» Task description: Everything in the listing below should be repeated exactly.
□ □ □ □ □
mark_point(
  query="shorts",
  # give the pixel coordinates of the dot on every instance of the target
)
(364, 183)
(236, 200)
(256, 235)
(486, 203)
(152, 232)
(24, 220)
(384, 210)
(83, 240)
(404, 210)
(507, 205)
□ □ □ □ □
» Your solution:
mark_point(
  query="shorts",
  # give the pixel coordinates of the dot on every instance of the target
)
(364, 183)
(236, 200)
(256, 235)
(486, 203)
(152, 232)
(24, 220)
(384, 210)
(83, 240)
(404, 210)
(507, 205)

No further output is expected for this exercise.